### Data for this exercise

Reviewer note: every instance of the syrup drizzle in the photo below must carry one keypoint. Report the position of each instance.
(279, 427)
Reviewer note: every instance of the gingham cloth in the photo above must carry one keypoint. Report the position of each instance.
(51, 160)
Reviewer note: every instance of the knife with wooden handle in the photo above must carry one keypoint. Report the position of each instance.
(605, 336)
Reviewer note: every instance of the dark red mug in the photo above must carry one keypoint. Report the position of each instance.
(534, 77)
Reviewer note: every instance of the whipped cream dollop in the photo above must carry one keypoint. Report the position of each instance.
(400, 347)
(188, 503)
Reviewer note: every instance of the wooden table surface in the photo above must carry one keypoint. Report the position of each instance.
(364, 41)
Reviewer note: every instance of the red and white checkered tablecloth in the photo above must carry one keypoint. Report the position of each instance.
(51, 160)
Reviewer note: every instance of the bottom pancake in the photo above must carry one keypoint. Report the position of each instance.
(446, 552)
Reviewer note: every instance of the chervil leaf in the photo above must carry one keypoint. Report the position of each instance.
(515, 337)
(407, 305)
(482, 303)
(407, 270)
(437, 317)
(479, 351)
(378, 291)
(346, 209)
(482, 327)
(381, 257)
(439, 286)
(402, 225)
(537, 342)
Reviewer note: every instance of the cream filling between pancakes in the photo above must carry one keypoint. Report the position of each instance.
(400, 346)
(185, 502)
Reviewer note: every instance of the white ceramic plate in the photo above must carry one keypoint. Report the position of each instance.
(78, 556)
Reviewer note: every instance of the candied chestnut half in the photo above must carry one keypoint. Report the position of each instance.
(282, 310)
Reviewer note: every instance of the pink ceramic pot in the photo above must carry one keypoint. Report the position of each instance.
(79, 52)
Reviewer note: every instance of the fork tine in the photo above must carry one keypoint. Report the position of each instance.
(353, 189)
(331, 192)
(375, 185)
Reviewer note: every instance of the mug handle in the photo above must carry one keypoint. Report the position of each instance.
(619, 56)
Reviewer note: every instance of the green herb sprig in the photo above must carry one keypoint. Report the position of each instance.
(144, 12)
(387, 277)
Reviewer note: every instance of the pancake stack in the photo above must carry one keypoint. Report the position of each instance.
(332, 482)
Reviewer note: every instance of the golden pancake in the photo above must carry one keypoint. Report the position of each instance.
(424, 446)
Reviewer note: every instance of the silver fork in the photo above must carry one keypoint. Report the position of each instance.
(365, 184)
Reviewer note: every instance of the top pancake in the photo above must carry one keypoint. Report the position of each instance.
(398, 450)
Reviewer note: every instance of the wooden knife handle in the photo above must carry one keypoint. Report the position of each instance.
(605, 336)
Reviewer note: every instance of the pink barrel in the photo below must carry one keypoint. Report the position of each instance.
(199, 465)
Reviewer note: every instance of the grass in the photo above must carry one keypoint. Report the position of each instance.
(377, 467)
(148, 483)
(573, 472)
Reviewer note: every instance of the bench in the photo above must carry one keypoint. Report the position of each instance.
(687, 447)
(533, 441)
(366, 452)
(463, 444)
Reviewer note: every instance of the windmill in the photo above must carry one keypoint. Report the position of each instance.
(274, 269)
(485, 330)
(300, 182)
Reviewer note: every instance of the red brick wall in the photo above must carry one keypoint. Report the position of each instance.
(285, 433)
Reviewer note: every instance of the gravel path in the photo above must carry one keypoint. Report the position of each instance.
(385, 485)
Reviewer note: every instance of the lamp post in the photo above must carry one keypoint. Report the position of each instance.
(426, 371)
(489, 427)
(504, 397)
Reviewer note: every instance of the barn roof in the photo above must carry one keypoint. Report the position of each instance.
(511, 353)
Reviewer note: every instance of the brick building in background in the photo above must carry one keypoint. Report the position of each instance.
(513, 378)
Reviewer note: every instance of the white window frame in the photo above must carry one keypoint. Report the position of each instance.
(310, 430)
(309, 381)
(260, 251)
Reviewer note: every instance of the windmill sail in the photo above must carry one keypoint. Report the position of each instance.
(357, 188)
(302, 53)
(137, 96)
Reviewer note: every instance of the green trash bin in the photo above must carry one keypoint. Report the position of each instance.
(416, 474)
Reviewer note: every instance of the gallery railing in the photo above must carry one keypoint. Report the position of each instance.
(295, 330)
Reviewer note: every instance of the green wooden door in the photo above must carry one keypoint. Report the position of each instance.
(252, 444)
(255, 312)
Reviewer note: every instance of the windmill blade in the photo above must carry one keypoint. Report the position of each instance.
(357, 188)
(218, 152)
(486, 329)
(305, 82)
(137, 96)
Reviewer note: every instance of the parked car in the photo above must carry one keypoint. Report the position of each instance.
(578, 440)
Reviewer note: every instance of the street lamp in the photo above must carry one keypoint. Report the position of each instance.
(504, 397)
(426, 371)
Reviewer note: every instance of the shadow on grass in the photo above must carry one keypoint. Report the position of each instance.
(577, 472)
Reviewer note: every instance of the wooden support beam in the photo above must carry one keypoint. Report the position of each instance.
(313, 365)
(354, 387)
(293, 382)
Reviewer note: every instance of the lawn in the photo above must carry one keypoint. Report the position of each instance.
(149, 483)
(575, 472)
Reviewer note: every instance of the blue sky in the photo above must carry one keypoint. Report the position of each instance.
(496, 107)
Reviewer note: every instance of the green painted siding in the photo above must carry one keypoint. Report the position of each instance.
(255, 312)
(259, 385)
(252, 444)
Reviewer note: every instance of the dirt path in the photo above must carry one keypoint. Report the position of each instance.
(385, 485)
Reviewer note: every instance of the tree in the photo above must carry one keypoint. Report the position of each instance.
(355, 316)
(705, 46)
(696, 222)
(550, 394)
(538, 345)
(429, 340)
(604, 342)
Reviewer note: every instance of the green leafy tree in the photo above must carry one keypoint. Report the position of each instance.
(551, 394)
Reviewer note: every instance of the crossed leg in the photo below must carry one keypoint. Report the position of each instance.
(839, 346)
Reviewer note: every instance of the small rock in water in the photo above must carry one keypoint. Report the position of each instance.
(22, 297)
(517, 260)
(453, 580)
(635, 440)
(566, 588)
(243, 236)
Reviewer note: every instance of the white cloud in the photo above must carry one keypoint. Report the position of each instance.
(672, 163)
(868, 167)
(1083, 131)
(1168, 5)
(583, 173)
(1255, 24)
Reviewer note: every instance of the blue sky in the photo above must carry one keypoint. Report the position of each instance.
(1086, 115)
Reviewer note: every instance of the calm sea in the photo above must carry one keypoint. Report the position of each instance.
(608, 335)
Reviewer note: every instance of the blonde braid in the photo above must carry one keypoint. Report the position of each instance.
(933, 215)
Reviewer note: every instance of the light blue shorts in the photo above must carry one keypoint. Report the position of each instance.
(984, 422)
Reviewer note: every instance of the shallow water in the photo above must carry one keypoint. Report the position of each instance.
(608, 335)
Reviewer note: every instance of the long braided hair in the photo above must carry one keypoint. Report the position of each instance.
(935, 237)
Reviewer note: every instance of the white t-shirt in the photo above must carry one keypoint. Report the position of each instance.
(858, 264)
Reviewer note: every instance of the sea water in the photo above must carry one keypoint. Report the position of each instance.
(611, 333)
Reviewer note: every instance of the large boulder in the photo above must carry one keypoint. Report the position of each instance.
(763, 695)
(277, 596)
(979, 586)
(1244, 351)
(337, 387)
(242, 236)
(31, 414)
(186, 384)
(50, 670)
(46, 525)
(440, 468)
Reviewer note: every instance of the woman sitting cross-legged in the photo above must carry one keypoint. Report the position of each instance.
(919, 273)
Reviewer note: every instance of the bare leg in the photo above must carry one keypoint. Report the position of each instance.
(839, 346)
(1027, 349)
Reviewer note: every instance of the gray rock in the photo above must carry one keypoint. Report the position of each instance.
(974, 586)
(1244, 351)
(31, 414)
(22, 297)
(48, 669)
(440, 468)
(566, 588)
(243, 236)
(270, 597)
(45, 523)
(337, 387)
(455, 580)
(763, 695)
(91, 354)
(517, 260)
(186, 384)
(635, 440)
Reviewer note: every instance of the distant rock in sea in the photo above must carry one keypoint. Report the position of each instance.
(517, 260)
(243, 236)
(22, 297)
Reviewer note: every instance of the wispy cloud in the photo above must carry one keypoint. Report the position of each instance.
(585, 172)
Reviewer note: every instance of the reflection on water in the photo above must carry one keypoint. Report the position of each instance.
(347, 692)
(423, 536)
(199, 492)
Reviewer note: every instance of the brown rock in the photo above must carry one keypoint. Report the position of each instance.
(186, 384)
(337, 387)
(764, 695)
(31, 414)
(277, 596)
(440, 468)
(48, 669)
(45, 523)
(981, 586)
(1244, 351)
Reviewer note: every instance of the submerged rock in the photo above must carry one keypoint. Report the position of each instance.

### Task
Write out exactly the lines starting with the one that holds "Reviewer note: every instance of the shallow" and running through the last line above.

### Worked solution
Reviewer note: every instance of the shallow water in the photo above must carry one keypoint. Report the position of each instance.
(608, 335)
Reviewer note: every instance of the long braided hair in the photo above must carry one keypoint. Report the position of each instance.
(935, 237)
Reviewer note: every instance of the white t-shirt in the photo above must carry one keypoint. Report the position of each instance.
(858, 264)
Reviewer note: every instance of the sea water in the photo above must carry one keypoint. Report the position of each instance.
(611, 333)
Reviewer note: every instance of the large boulder in the photo above must carry one keypoint. Report the position of each instance.
(763, 695)
(277, 596)
(979, 586)
(1244, 351)
(337, 387)
(242, 236)
(31, 414)
(186, 384)
(50, 670)
(46, 525)
(440, 468)
Reviewer note: every instance of the woman sitting cross-legged in the photo above must carry one keypoint. Report the position of each instance.
(919, 273)
Reviewer note: every instance of the bare leg in the photo above must carry one keypoint. Report the position of each instance.
(839, 346)
(1027, 349)
Reviewer note: every instance of the gray rock in the photo above must carry one keypoint. Report the position of each instance.
(974, 586)
(1244, 351)
(31, 414)
(22, 297)
(48, 669)
(440, 468)
(566, 588)
(243, 236)
(270, 597)
(45, 523)
(337, 387)
(455, 580)
(763, 695)
(91, 354)
(517, 260)
(186, 384)
(635, 440)
Reviewer note: every instance of the distant rock in sea in the photo above must carry one keypoint. Report the position of each instance.
(517, 260)
(243, 236)
(22, 297)
Reviewer note: every instance of the wispy cloud in the photo above must carry one keypoint. Report the position of each instance.
(585, 172)
Reviewer note: every instance of the reflection on water in the photo above must carry one keypoint. Report the position of each instance.
(347, 692)
(423, 536)
(199, 492)
Reviewer note: every instance of the brown rock in the photo above must carry one keypoint. Report the position of each instance.
(186, 384)
(337, 387)
(764, 695)
(31, 414)
(277, 596)
(440, 468)
(48, 669)
(45, 523)
(981, 586)
(1244, 351)
Reviewer note: every instance of the submerged rock in the photo above must carry one keypoint. Report the position of each instance.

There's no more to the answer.